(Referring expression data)
-------

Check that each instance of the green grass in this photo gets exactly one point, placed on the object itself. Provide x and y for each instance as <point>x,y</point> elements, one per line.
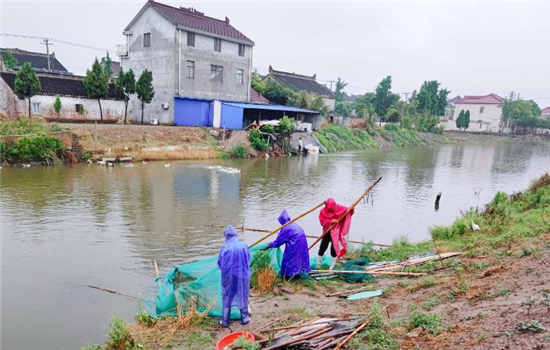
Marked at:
<point>27,126</point>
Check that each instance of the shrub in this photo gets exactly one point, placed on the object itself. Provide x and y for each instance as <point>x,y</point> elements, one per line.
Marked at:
<point>119,337</point>
<point>430,323</point>
<point>43,149</point>
<point>256,140</point>
<point>391,126</point>
<point>239,151</point>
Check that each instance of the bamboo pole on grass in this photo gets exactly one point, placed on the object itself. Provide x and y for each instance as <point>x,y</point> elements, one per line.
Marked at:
<point>288,223</point>
<point>346,213</point>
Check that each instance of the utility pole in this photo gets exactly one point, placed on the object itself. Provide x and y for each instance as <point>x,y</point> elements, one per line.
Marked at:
<point>46,41</point>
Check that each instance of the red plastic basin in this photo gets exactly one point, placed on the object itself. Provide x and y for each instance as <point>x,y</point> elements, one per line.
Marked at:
<point>230,339</point>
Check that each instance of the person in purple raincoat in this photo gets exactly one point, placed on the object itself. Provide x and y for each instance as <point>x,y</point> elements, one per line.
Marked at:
<point>296,257</point>
<point>234,263</point>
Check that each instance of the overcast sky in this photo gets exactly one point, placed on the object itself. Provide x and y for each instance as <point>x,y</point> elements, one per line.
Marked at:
<point>471,48</point>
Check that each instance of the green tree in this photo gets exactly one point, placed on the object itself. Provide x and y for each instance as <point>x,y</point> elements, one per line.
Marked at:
<point>339,91</point>
<point>9,60</point>
<point>145,90</point>
<point>258,84</point>
<point>521,113</point>
<point>384,98</point>
<point>343,109</point>
<point>460,120</point>
<point>466,120</point>
<point>57,105</point>
<point>97,84</point>
<point>125,84</point>
<point>318,104</point>
<point>431,99</point>
<point>108,65</point>
<point>27,84</point>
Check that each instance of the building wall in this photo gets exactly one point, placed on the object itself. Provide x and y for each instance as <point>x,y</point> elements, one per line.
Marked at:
<point>13,106</point>
<point>488,121</point>
<point>203,54</point>
<point>160,58</point>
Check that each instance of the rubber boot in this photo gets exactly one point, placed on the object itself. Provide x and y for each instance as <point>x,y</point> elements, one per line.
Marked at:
<point>319,261</point>
<point>245,318</point>
<point>226,315</point>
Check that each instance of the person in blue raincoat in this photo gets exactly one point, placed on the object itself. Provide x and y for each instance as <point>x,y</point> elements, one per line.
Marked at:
<point>234,263</point>
<point>296,257</point>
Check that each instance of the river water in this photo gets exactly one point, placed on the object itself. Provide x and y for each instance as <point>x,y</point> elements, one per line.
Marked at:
<point>67,227</point>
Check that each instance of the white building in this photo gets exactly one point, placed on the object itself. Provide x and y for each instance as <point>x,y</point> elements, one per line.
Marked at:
<point>71,91</point>
<point>190,55</point>
<point>485,113</point>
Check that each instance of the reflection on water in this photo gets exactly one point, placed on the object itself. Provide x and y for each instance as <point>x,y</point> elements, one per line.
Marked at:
<point>64,228</point>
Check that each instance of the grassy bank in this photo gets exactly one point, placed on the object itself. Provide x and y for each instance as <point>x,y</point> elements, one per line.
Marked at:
<point>337,138</point>
<point>494,295</point>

-------

▶ [Directions]
What is needed is every line of the records that contains the word "person".

▶ [Output for this task]
Check that each instance of the person in purple raincoat in this photo gets exactly one point, placed on the object itself. Provide x and y for each instance as <point>x,y</point> elements, one per line.
Check that each instance of the person in blue raincoat in this photo gets exactly one point, placed on the object itself. Provide x and y for each instance as <point>x,y</point> elements, one per line.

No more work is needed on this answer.